## Aim of the exercise
Render the part of the records below that opens with the line containing "Where can the patterned" and runs through the end of the records as a numbered list, with blank lines omitted and both ends included. List only those lines.

++++

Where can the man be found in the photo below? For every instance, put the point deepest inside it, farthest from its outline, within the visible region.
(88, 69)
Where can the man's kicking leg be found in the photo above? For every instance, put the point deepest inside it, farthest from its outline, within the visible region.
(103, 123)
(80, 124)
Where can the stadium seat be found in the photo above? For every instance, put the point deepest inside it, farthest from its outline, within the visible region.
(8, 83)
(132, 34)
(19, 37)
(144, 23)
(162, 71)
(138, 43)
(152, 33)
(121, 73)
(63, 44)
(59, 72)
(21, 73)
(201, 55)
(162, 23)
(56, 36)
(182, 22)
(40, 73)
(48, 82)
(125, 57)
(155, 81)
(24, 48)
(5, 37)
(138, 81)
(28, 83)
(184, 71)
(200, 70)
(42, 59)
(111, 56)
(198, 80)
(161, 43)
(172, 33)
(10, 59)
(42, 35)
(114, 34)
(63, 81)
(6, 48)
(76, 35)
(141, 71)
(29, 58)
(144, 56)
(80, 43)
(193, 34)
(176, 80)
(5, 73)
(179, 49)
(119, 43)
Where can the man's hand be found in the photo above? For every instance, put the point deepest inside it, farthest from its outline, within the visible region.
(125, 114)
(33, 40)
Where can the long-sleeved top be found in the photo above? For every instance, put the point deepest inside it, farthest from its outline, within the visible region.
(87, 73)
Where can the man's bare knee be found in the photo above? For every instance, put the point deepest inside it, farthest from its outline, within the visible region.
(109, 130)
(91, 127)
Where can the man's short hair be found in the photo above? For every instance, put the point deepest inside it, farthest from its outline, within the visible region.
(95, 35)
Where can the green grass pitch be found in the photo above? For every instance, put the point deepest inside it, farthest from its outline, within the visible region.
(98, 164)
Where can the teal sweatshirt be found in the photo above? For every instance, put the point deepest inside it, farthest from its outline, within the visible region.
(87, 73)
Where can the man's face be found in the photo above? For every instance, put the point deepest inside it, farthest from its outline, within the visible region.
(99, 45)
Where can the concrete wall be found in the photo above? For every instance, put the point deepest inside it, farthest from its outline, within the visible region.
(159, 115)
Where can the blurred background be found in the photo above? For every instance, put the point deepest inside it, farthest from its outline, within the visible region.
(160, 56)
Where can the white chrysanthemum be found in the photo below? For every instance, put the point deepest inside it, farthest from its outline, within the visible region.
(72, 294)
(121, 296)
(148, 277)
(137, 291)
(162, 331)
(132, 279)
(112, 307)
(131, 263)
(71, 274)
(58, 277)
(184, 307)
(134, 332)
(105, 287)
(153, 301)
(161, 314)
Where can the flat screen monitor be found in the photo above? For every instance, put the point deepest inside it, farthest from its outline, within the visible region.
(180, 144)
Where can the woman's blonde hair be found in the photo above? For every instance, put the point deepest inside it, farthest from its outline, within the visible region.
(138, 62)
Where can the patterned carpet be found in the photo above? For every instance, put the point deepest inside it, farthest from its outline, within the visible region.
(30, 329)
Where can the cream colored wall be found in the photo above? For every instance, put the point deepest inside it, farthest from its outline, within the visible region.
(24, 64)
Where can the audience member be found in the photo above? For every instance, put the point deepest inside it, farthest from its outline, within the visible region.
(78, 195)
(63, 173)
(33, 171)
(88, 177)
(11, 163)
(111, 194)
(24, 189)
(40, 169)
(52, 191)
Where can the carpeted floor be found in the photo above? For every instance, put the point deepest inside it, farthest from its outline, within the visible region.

++++

## Written response
1. Where can the patterned carpet be found in the photo above? For every instance, put the point deepest inside it, farthest from its outline, within the visible region.
2. (30, 329)
3. Where can the cream colored wall be found in the photo above? For every instance, put the point deepest inside it, farthest from its outline, within the visible region.
4. (24, 64)
5. Where can the audience member be found in the photo above? For every instance, put the point deepest inside it, farthest from its outline, within the visible region.
6. (78, 195)
7. (63, 173)
8. (33, 171)
9. (88, 177)
10. (11, 163)
11. (111, 194)
12. (24, 189)
13. (40, 169)
14. (52, 191)
15. Where can the carpeted floor be found in the photo above? For every instance, put the point deepest inside it, farthest from its outline, within the visible region.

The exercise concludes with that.